Exercise directions
Would you reproduce each line below exactly, leaving every picture out?

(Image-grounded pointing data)
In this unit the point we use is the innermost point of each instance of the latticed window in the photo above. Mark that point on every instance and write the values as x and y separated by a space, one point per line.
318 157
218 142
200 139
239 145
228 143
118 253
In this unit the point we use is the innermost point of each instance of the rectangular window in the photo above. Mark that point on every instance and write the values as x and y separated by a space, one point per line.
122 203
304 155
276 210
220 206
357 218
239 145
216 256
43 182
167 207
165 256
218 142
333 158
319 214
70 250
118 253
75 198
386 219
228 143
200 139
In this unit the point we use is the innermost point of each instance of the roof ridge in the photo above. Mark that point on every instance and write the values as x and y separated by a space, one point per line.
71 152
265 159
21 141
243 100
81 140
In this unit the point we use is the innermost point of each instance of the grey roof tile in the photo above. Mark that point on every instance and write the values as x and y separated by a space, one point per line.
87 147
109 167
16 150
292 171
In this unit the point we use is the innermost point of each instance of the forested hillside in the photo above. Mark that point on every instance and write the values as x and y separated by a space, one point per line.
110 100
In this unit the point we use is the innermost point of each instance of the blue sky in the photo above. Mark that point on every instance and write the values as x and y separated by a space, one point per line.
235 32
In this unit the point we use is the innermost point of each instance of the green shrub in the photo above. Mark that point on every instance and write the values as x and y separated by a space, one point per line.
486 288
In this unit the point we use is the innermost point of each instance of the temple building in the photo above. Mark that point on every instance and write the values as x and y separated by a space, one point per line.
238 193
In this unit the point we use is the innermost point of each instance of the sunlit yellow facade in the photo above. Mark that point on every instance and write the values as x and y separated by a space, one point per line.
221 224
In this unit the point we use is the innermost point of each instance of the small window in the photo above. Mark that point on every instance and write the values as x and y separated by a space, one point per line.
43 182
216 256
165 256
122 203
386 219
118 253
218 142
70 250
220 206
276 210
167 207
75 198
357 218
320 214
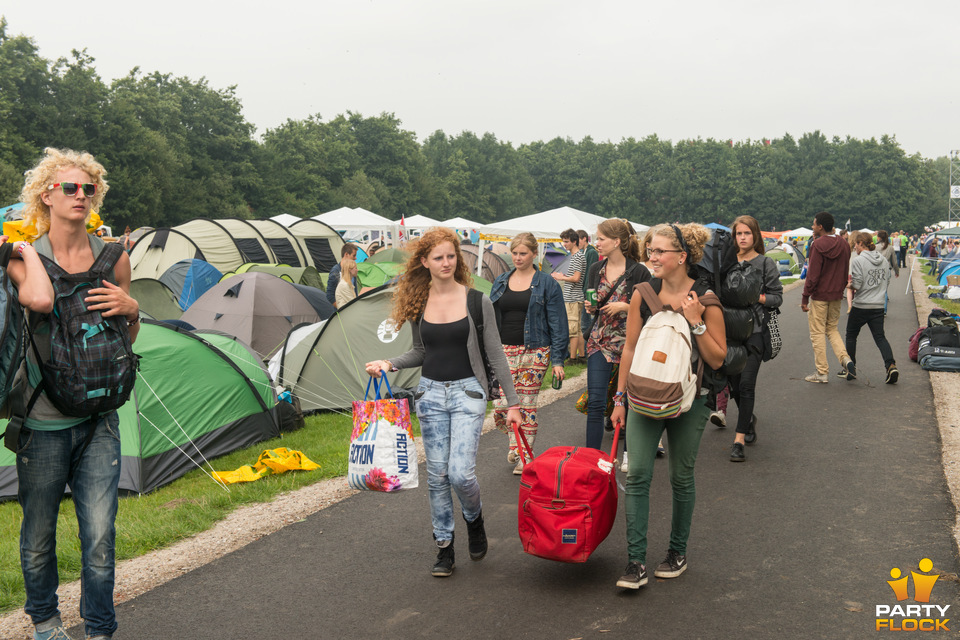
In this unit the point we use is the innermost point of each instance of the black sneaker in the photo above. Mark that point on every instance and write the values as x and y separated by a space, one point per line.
477 538
672 566
444 565
750 436
634 576
851 368
892 374
736 454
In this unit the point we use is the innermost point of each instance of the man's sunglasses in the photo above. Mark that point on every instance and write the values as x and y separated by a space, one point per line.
70 188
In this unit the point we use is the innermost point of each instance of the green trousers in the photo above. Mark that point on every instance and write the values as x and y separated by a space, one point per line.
683 440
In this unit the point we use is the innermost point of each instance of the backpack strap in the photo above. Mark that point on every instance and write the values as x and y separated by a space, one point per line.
474 308
654 303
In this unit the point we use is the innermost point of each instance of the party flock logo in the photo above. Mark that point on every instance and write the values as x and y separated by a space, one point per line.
921 616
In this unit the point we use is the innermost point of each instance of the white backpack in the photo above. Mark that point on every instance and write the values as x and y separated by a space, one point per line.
662 383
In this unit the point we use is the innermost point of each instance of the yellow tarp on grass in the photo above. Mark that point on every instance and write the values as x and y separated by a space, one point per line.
270 461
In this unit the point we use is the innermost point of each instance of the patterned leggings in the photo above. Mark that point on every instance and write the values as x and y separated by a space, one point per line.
528 367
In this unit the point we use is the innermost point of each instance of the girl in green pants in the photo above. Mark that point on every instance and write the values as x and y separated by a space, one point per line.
672 251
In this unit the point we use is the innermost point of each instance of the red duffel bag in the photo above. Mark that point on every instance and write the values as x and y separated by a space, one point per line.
568 500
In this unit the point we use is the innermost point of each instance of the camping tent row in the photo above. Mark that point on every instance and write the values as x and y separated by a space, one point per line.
198 395
547 225
229 243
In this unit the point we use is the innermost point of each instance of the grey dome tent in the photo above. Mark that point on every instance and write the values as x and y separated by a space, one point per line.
229 243
323 364
155 299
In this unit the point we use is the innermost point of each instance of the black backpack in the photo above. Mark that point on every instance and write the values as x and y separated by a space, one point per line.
474 306
12 342
92 367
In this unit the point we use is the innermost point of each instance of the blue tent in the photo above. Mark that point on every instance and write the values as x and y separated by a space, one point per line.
952 270
190 279
12 212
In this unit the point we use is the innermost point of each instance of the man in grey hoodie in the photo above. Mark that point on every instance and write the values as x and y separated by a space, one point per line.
869 278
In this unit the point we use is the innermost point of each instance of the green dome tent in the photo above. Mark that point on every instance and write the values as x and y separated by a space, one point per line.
198 396
375 274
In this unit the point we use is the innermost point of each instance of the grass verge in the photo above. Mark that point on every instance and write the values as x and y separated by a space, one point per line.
947 305
191 504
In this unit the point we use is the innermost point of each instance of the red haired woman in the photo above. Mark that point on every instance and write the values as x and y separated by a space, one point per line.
451 398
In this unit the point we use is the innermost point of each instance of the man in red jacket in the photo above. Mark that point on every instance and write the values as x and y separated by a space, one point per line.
827 273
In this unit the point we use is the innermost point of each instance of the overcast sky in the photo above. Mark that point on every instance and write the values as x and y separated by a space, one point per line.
534 70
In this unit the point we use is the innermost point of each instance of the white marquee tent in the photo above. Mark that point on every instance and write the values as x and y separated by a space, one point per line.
359 220
546 225
800 232
286 219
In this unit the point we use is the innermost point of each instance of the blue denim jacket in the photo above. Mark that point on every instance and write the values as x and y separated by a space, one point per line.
546 323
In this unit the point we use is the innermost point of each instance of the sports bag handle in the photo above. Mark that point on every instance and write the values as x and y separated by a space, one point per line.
654 303
527 452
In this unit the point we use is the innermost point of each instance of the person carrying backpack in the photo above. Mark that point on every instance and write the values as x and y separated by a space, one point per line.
743 386
673 251
56 446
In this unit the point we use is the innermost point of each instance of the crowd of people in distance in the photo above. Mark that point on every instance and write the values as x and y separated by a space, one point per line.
592 313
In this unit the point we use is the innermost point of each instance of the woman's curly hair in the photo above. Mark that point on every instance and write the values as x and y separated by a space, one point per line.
411 297
35 211
696 236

Exercise response
In this unit the point we use is the innermost point of each instance of the latticed window in the photo above. Mark that point on every instance and write the values as x and y separated by a space, one point per line.
318 157
218 142
200 139
239 145
228 143
118 253
In this unit the point we use is the innermost point of each instance of the rectangular window in the photo above. Mark that point on every instance and write the values as x and y separated by a space, one point per line.
122 203
304 155
276 210
220 206
357 218
239 145
216 256
43 182
167 207
165 256
218 142
333 158
319 214
70 250
118 253
75 198
386 219
228 143
200 139
In this unit the point we use is the innermost point of each instance of the roof ridge in the photo above. Mark that point on every instance and write the values as x and y separated by a space, one point per line.
71 152
265 159
21 141
243 100
81 140
In this unit the point we use is the innermost point of each instance of the grey roof tile in the photo above. Mark that point on every instance and write the values as x and y separated by a space, one point per line.
87 147
109 167
16 150
292 171
In this unit the point we use is the innermost point of each instance of the forested hillside in the photo above. Mark that point on every instance and write the values as x and y separated by a space, one point per line.
110 100
In this unit the point we use is the innermost point of each instance of the blue sky in the photo above. Mark that point on every instance and write the values as x and y separated by a space, one point per line.
235 32
In this unit the point we use is the innermost point of each instance of the green shrub in the photo above. Mark that point on every instance and write the values as x and y separated by a space, one point per line.
486 288
In this unit the point we use is the innermost point of each instance of the temple building in the photo above. Mark that point on every instance and write the values as x and y separated by a space, one point per line.
238 193
In this unit the point we use is the innermost point of each instance of the sunlit yellow facade in the photo above. Mark that point on every instance and write the values as x and y separated by a space, one point per line.
221 224
In this unit the point we use is the innermost point of each instance of the small window in the photo above. Mark that point on every instance and write the values as x and y separated by a space, one point per line.
43 182
216 256
165 256
122 203
386 219
118 253
218 142
70 250
220 206
276 210
167 207
75 198
357 218
320 214
In this unit the point we use is the innermost point of each instance of the black sneaker in the photo above. Mark that point on every instance and write the values as x and y separated by a space, one point per line.
477 538
672 566
444 565
750 436
634 576
851 368
892 374
736 454
In this unit the point we use is the innermost point of each instance of the man's sunglasses in the photo above. Mark that point on every instance and write the values as x and y separated by a space, one point per line.
70 188
In this unit the point we use is the innermost point of each instance of the green trousers in the photo above. Mark that point on every instance and write the values as x and y separated by a space, one point per line.
683 440
In this unit the point we use is the innermost point of each instance of the backpack strap in the photo above. Mark that point on every instance and write the values as x and y separated by a space, one point per line.
474 308
654 303
In this unit the point we use is the innermost point of each instance of the party flock logo in the photo above. Mark that point on every instance and write the values as x and y separated by a space, one point per line.
921 616
In this unit the point we use is the innermost point of each instance of the white backpack in the photo above. Mark that point on every instance and write the values as x and y separated by a space, one point per line.
662 383
In this unit the point we use is the innermost point of each instance of the yellow tarp on grass in the photo above. Mark that point on every instance and write the values as x and y separated by a space, one point per line.
270 461
In this unit the point we use is the innermost point of each instance of the patterned leggings in the photo above. Mark that point on every instance and write the values as x and y separated by a space, one point per line.
528 367
In this unit the point we use is the innermost point of each instance of the girl in green pants in the photo above. Mark that point on every instance and write the values as x and y separated by a space, one point per line.
672 251
In this unit the point we use is the innermost point of each instance of the red duffel bag in the photo above. Mark that point on every instance and write the values as x and y separated by a space, one point per line.
568 500
In this unit the point we use is the innermost point of each instance of the camping tent row in the photo above. Mark that point on every instance and write the values as x and y separated by a space, one point per line.
198 395
547 225
229 243
In this unit the point we use is the innermost point of each instance of the grey dome tent in the photo above. Mark that point on every instance and write the values as x and y separated by a space, one point per line.
229 243
323 364
155 299
In this unit the point we use is the innermost point of each instance of the black backpack in the photo above. Mark that point on every instance and write the values as x and y separated by a space, one point per line.
474 306
12 342
92 367
In this unit the point we use is the innermost point of each instance of the blue tent in the photo above. Mark that point on every instance and write the values as x and y separated by a space, one point per line.
952 270
190 279
12 212
In this unit the point we use is the innermost point of each instance of the man in grey hoodie in the photo above. Mark that point on every instance and write the values as x and y separated by a space, one point per line.
869 278
In this unit the point we use is the innermost point of each instance of the green dome tent in the photo above. Mark that point on every instance and write the values as x and y separated by a space, one point per line.
198 396
375 274
In this unit the point we use is the innermost point of each instance of the grass verge in the photo above. Mark that point on every instance and write the values as x and y separated by a space, one point per line.
947 305
191 504
In this unit the point we use is the innermost point of each instance of the red haired woman in the photo above. Mark that point on every instance and write the values as x and y separated by a space, one point per line.
451 398
In this unit the point we use is the innermost point of each instance of the man in red jacket in the photo above. Mark that point on every instance and write the values as x and y separated by a space, one point per line.
827 273
In this unit the point we use is the innermost point of each instance of the overcast sky in the photo above. Mark that point on every instance and write the values as x and y separated by a space, one point per line.
534 70
In this unit the point we use is the innermost point of each instance of the white marquee tent in the photo above. Mark that point on every instance and write the values as x and y separated by a space, one point per line.
359 220
546 225
800 232
286 219
In this unit the point we use is the innermost point of each instance of the blue denim jacket in the photo above. Mark that point on every instance and write the values as x and y separated by a space, one point per line.
546 323
In this unit the point we use is the innermost point of each instance of the sports bag handle in the photo above. Mark that point on every instance and write the values as x and y separated by a space, one point per line.
654 303
527 452
In this unit the point we use is the innermost point of each instance of the person carrying backpack in the photo above. Mark that point on every instance and write the values as x and y separated by a space, one point per line.
743 386
673 251
56 446
In this unit the point we use is the innermost point of each instance of the crowd of people in distance in the photo above. Mark that point on every instance and write the values as x and y separated by a space, one point per line.
592 313
In this unit the point we use is the innermost point of each instance of the woman's curly hair in the photo above. Mark that point on every instance and write the values as x and y separated by a space, one point per line.
411 297
35 211
696 236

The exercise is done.